== Task material ==
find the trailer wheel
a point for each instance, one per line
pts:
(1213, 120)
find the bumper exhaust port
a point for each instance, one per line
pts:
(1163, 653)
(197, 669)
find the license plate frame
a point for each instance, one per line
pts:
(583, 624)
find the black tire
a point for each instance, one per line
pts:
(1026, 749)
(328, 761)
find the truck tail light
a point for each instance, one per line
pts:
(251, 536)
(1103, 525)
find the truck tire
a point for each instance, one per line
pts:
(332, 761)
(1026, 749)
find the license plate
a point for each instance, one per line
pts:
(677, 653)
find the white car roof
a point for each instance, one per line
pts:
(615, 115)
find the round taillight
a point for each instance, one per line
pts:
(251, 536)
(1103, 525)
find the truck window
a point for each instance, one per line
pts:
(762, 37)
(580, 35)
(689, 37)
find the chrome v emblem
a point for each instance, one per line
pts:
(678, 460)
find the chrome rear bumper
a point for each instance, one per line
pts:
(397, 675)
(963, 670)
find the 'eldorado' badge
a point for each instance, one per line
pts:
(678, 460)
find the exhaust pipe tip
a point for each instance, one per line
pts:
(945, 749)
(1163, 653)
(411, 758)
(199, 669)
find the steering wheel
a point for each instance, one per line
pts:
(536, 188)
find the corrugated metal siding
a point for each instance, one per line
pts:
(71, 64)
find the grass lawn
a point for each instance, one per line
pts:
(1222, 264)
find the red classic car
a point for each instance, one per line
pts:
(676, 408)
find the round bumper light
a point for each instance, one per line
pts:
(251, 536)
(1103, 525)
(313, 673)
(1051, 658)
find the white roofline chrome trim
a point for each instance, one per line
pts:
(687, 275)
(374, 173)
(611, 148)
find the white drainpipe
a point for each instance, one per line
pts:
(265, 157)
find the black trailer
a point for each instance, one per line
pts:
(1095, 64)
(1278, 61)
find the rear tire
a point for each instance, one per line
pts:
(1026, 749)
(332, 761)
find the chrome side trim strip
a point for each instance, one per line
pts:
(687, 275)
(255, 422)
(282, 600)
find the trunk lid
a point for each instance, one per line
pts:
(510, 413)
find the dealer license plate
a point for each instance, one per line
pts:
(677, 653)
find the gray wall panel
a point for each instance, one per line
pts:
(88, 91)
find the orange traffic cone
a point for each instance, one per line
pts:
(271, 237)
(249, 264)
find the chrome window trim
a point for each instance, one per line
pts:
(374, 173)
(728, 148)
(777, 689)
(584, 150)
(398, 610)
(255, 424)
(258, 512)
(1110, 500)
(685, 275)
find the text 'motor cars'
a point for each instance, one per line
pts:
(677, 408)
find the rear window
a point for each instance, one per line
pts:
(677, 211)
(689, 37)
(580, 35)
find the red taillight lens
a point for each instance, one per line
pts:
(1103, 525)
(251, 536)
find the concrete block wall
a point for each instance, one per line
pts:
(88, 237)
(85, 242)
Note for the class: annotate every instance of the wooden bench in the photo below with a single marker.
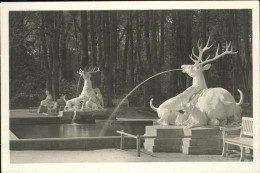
(115, 102)
(138, 140)
(33, 109)
(245, 140)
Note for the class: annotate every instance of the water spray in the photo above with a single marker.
(117, 107)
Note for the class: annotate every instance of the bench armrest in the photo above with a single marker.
(226, 129)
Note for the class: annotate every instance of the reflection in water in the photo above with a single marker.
(76, 130)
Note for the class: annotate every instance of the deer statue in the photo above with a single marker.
(89, 97)
(217, 103)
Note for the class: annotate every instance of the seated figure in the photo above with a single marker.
(48, 103)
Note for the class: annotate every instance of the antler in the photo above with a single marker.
(229, 50)
(94, 70)
(201, 51)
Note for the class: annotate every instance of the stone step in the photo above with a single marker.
(164, 141)
(202, 131)
(162, 148)
(201, 150)
(164, 131)
(214, 142)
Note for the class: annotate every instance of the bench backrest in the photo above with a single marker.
(247, 126)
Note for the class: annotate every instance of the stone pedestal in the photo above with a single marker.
(200, 140)
(42, 109)
(168, 138)
(66, 116)
(84, 117)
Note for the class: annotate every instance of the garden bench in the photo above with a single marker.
(33, 109)
(245, 140)
(138, 140)
(115, 102)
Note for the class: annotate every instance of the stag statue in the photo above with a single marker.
(217, 104)
(89, 99)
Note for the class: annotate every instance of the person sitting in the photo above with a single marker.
(46, 104)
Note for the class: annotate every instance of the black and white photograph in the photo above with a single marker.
(128, 86)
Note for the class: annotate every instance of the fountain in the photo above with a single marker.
(196, 131)
(175, 132)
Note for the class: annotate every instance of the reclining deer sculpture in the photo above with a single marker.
(216, 103)
(90, 99)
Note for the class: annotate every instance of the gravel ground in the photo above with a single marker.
(109, 155)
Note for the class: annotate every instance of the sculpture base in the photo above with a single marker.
(200, 140)
(82, 116)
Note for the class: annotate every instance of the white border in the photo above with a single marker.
(126, 167)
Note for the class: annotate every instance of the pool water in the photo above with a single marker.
(29, 131)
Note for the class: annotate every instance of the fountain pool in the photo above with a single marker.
(36, 133)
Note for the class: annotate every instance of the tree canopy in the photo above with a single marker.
(47, 48)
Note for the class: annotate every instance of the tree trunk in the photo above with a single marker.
(188, 42)
(55, 37)
(84, 25)
(63, 50)
(131, 56)
(124, 77)
(93, 40)
(246, 35)
(45, 54)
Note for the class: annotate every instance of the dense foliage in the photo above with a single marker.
(47, 48)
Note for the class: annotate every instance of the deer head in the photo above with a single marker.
(196, 70)
(87, 74)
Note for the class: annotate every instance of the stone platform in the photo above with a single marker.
(83, 117)
(200, 140)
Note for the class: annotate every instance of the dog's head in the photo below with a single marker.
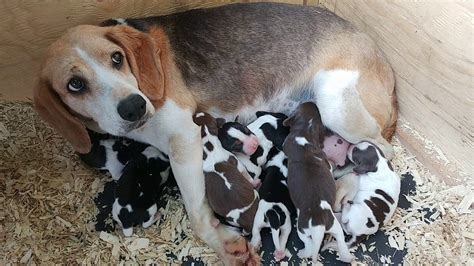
(105, 77)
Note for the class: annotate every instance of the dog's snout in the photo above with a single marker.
(132, 108)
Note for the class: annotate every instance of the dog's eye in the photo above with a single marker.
(117, 59)
(76, 85)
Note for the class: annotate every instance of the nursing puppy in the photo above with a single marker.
(370, 204)
(144, 78)
(139, 189)
(252, 143)
(311, 184)
(111, 153)
(229, 191)
(275, 207)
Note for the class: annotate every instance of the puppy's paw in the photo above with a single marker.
(279, 254)
(305, 253)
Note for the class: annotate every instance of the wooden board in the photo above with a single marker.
(430, 46)
(28, 27)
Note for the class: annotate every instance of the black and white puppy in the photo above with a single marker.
(139, 169)
(275, 206)
(311, 184)
(369, 196)
(252, 143)
(139, 189)
(229, 187)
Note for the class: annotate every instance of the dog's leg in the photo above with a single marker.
(317, 235)
(285, 233)
(343, 111)
(336, 231)
(307, 251)
(258, 224)
(185, 153)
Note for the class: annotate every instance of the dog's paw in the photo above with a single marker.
(305, 253)
(279, 254)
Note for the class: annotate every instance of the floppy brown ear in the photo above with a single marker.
(143, 57)
(52, 110)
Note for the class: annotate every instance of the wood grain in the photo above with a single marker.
(28, 27)
(430, 46)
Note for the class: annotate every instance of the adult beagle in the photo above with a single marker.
(145, 78)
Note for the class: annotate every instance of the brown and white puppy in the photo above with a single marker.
(145, 78)
(369, 196)
(228, 190)
(311, 184)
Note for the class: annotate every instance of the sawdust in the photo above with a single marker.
(47, 211)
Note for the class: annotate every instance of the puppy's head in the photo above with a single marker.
(237, 138)
(212, 124)
(272, 127)
(306, 121)
(366, 156)
(110, 78)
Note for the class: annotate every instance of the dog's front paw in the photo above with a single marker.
(240, 252)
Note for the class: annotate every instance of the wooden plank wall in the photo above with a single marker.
(430, 46)
(28, 27)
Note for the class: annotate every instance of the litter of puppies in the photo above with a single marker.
(48, 210)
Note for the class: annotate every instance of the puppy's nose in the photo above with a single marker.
(132, 108)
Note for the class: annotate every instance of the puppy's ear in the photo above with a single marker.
(201, 118)
(220, 122)
(144, 59)
(289, 121)
(364, 168)
(52, 110)
(260, 113)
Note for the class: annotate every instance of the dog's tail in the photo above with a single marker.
(389, 130)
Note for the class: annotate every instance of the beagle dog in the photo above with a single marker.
(145, 78)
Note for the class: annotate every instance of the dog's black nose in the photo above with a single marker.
(132, 108)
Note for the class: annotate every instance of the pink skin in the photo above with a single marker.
(279, 255)
(250, 145)
(256, 183)
(336, 149)
(349, 151)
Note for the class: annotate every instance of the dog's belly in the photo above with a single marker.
(285, 101)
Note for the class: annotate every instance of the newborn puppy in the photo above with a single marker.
(139, 189)
(275, 207)
(261, 135)
(228, 185)
(111, 153)
(311, 184)
(371, 204)
(335, 148)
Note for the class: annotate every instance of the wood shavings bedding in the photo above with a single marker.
(47, 210)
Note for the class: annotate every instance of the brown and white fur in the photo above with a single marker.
(228, 190)
(207, 59)
(369, 196)
(311, 184)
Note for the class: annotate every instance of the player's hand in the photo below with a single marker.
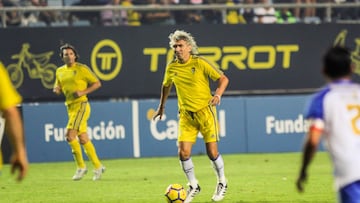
(57, 90)
(301, 181)
(78, 94)
(159, 112)
(215, 100)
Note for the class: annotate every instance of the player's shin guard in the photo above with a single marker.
(91, 153)
(218, 165)
(77, 154)
(188, 168)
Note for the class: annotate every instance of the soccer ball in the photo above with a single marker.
(175, 193)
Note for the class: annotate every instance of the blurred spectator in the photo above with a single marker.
(265, 15)
(187, 16)
(308, 14)
(234, 16)
(284, 16)
(248, 13)
(157, 17)
(45, 16)
(345, 13)
(113, 17)
(92, 16)
(133, 18)
(213, 16)
(13, 18)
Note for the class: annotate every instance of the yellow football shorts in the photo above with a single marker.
(203, 121)
(78, 114)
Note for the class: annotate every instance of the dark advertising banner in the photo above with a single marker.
(125, 129)
(130, 61)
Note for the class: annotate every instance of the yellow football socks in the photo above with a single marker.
(91, 153)
(76, 151)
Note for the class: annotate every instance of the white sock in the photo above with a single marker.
(188, 168)
(218, 165)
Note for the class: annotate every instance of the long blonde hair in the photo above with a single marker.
(182, 35)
===
**Your goal**
Each line holding the word "truck" must be pulled from the records.

**Response below**
find the truck tail light
find the truck tire
find the truck window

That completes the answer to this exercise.